EXERCISE DETAILS
Update the entries below by changing each occurrence of "integer pixels" to "whole-number pixels". Reproduce everything else without alteration.
================
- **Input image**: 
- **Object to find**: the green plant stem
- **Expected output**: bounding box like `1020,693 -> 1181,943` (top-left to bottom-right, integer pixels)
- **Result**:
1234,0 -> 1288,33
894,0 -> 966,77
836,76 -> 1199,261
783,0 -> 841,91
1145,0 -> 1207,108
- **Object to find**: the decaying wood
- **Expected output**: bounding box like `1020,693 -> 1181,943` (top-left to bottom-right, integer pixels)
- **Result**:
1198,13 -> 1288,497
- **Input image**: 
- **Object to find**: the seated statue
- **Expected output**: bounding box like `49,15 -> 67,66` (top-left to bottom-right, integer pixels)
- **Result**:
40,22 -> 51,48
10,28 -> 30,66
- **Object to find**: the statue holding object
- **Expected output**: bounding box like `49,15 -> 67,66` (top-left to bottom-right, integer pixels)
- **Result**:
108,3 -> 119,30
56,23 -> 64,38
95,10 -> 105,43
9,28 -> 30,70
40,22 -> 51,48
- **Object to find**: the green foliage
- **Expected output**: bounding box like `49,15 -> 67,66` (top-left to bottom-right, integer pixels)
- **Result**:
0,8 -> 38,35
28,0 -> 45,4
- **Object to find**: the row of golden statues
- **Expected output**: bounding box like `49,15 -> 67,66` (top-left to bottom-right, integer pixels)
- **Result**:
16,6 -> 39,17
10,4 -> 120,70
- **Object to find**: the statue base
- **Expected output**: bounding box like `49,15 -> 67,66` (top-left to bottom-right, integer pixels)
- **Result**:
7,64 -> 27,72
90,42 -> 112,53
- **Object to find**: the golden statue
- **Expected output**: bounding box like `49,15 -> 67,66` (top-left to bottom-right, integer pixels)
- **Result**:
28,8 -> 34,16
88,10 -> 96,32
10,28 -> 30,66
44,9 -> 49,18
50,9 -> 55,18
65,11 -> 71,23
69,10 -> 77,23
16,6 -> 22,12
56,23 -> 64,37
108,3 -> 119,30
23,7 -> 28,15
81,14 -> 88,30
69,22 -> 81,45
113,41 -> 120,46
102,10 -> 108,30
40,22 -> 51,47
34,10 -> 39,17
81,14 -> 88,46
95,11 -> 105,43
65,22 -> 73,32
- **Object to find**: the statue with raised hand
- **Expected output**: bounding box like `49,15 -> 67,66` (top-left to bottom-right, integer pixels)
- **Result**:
================
RESPONSE TO THE TASK
- **Input image**: 
- **Object to find**: the green plant stem
- **Expected output**: bounding box like `1020,693 -> 1181,943` (top-left to bottom-right, whole-number pixels)
- **Result**:
1234,0 -> 1288,33
894,0 -> 966,77
836,76 -> 1199,261
783,0 -> 841,91
1145,0 -> 1207,108
- **Object to find**: the decaying wood
- **Expected output**: bounding box like `1020,693 -> 1181,943` (top-left to bottom-right, whole-number pixels)
- **Result**:
1198,13 -> 1288,497
- **Input image**: 
- **Object to find**: the seated statue
- **Expected output**: bounding box like `49,15 -> 67,66` (top-left to bottom-right, whole-number pixels)
- **Result**:
40,22 -> 51,48
10,28 -> 30,66
- **Object to find**: the statue holding object
- **Expected output**: bounding box like `49,15 -> 67,66` (top-left to bottom-right, whole-number pixels)
- **Result**:
108,3 -> 119,30
56,23 -> 64,38
95,10 -> 105,43
9,28 -> 30,70
40,22 -> 51,48
- **Object to find**: the green foliage
- **Expected output**: bounding box like `49,15 -> 67,66` (top-left to bottom-right, whole-number pixels)
- **Result**:
0,8 -> 38,35
28,0 -> 45,4
- **Object to find**: the row of golden statues
- **Expected output**: bounding box like `49,15 -> 67,66` (top-left to bottom-right, whole-number pixels)
- **Result**:
16,6 -> 39,17
10,4 -> 120,70
- **Object to find**: the statue base
- **Expected output**: bounding box like `49,15 -> 67,66` (top-left to bottom-right, whole-number pixels)
- **Result**:
7,64 -> 27,72
90,42 -> 112,53
- **Object to find**: the golden statue
- **Expected output**: bounding box like `49,15 -> 67,66` (top-left to bottom-right, whole-number pixels)
- **Result**:
28,8 -> 34,16
88,10 -> 96,32
10,28 -> 30,66
44,9 -> 49,18
50,9 -> 55,18
65,11 -> 71,23
69,10 -> 77,23
16,6 -> 22,12
56,23 -> 64,37
108,3 -> 119,30
23,7 -> 28,15
81,14 -> 88,30
69,22 -> 81,45
113,41 -> 120,46
102,10 -> 108,30
40,22 -> 51,47
34,10 -> 39,17
81,14 -> 88,46
95,11 -> 105,43
65,22 -> 73,32
- **Object to find**: the statue with raised hand
- **Expected output**: bounding box like `49,15 -> 67,66` (top-left to bottom-right, whole-number pixels)
- **Result**:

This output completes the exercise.